* WHAT YOU NEED TO DO *
Each line of the material must be returned exactly.
EXERCISE MATERIAL Start Marker
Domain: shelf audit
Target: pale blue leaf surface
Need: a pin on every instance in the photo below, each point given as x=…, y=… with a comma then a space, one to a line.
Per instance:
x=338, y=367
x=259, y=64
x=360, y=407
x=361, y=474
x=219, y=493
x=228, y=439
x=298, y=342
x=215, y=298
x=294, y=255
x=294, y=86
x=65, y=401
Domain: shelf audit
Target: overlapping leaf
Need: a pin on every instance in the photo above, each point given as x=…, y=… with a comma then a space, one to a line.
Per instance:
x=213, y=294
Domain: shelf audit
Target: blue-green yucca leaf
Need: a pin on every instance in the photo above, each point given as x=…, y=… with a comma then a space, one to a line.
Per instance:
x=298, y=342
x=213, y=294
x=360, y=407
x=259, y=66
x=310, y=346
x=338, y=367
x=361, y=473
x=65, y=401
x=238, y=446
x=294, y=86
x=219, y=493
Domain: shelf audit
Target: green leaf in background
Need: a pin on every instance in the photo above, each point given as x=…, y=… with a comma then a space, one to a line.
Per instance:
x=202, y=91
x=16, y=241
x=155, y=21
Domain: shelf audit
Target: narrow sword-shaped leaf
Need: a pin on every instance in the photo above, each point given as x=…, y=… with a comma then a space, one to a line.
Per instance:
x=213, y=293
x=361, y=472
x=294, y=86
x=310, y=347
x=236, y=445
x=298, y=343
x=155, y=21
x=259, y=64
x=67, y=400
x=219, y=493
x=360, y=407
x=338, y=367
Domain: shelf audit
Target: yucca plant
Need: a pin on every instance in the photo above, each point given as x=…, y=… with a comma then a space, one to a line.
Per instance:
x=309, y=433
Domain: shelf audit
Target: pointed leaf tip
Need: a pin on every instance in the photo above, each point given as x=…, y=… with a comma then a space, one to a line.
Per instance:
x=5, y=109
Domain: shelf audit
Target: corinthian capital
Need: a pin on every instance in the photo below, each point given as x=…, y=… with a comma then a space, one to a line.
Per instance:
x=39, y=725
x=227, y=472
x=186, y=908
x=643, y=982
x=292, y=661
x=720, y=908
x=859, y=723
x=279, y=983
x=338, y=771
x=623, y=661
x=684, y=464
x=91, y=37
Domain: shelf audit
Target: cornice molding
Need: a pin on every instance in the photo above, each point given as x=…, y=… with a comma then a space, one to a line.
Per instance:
EXERCISE MATERIAL End Marker
* EXERCISE OUTPUT *
Domain: shelf audit
Target: pale blue leaf surface
Need: a pin on every instance in the photo below, each point given as x=…, y=… with a comma then a space, one to a line.
Per instance:
x=338, y=367
x=259, y=64
x=360, y=407
x=361, y=474
x=219, y=493
x=228, y=439
x=298, y=342
x=215, y=298
x=294, y=255
x=294, y=86
x=65, y=401
Domain: shelf audit
Target: overlapping leaf
Need: a pin on every instance in the photo above, each point given as x=…, y=… with a comma then a space, one to a line.
Per instance:
x=213, y=294
Domain: shelf audit
Target: blue-green yucca leaf
Need: a pin on every instance in the photo above, each point given as x=…, y=… with a comma then a space, one to a line.
Per instance:
x=298, y=342
x=213, y=294
x=360, y=407
x=259, y=66
x=310, y=346
x=338, y=367
x=361, y=473
x=65, y=401
x=238, y=446
x=294, y=86
x=219, y=493
Domain: shelf audit
Target: green leaf in background
Need: a pin on every instance in the photo above, each point given as x=…, y=… with a comma then a space, one to a line.
Per instance:
x=202, y=91
x=16, y=241
x=155, y=21
Domain: shelf audit
Target: narrow sword-shaped leaf
Need: a pin on every instance in the photo above, each point given as x=…, y=… with a comma then a space, one to a line.
Per instance:
x=213, y=293
x=361, y=472
x=294, y=86
x=310, y=347
x=236, y=445
x=298, y=343
x=155, y=21
x=259, y=64
x=67, y=400
x=219, y=493
x=360, y=407
x=338, y=367
Domain: shelf audit
Target: yucca plant
Need: a pin on every instance in the photo above, each point given as x=…, y=… with a comma then a space, one to a line.
Per instance:
x=309, y=433
Domain: shelf audit
Target: pointed leaf tip
Need: a pin on every instance in the photo above, each point given as x=…, y=… with a comma then a space, one to a line.
Per instance:
x=5, y=109
Domain: shelf audit
Target: corinthian capital
Need: a pin on every instance in the photo below, each point given as x=…, y=… with a comma then a space, one to a line.
Per instance:
x=39, y=725
x=227, y=472
x=186, y=908
x=643, y=982
x=292, y=661
x=720, y=908
x=859, y=723
x=279, y=983
x=338, y=771
x=623, y=661
x=684, y=464
x=91, y=37
Domain: shelf audit
Target: cornice molding
Need: a pin on every instance in the photo above, each point given as x=…, y=… with a comma then a space, one to a line.
Per instance:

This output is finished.